• **AIM OF THE EXERCISE**: Transcribe word for word the lines spanning the line with "the ceiling this" through the end of the records.

• **RECORDS FOR THIS TASK**:
· · · · ·

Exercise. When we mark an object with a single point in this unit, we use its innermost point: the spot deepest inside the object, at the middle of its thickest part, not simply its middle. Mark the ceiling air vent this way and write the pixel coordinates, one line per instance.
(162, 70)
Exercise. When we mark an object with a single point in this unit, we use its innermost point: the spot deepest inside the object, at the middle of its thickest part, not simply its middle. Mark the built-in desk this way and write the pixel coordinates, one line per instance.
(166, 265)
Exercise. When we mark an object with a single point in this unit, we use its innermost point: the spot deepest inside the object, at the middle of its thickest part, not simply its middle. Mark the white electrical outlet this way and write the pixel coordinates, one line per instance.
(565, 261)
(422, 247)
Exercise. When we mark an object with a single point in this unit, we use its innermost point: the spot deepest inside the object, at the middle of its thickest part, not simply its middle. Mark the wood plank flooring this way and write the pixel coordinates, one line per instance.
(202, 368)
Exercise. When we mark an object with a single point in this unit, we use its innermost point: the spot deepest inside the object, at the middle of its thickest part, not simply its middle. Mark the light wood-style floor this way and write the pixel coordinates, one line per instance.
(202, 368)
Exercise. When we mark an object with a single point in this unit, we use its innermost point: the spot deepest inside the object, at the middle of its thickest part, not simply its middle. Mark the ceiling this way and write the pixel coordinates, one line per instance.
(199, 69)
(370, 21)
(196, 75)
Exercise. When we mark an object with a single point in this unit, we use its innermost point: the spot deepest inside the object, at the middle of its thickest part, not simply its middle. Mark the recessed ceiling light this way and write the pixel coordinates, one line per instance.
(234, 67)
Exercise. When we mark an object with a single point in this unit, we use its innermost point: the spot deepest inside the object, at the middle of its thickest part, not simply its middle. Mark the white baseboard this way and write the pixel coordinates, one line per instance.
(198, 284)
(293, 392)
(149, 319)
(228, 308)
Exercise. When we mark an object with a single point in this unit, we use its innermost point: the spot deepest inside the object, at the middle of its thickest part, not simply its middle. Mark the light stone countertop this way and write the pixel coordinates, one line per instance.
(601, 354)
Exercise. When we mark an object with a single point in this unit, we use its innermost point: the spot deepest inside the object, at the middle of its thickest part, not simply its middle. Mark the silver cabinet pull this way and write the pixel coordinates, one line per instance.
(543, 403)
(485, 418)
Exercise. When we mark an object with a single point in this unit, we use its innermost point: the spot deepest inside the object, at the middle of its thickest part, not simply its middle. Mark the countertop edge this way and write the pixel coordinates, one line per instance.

· · · · ·

• **RESPONSE FOR THIS EXERCISE**:
Exercise. When we mark an object with a single point in this unit, we use its innermost point: the spot deepest inside the object, at the middle of its thickest part, not simply its middle. Mark the ceiling this way and write the pixel coordinates, one line per instance.
(199, 69)
(370, 21)
(196, 75)
Exercise. When we mark an object with a single point in this unit, we use its innermost point: the spot deepest inside the object, at the middle of its thickest part, not simply its middle. Mark the recessed ceiling light this way and write the pixel coordinates, one line per instance.
(234, 67)
Exercise. When we mark an object with a single point in this unit, we use its innermost point: the spot deepest inside the object, at the middle of its thickest part, not simply its middle. Mark the white baseboard this way and write the pixel coordinates, one line per instance.
(198, 284)
(293, 392)
(149, 319)
(228, 308)
Exercise. When we mark an object with a single point in this unit, we use its innermost point: the spot deepest inside the object, at the middle of its thickest part, not simply its middle. Mark the light stone countertop this way and write the pixel coordinates, one line per instance.
(601, 354)
Exercise. When we mark an object with a single point in this unit, we use its innermost point: the spot deepest inside the object, at the middle of its thickest part, not simply its middle. Mark the silver cabinet pull this way and write the pixel coordinates, one line per instance.
(543, 403)
(485, 418)
Exercise. When we mark an object with a single point in this unit, we use its innermost point: the spot deepest inside the object, at the middle of its thickest part, not simply its middle. Mark the countertop edge this way and write the pixel coordinates, one line per instance.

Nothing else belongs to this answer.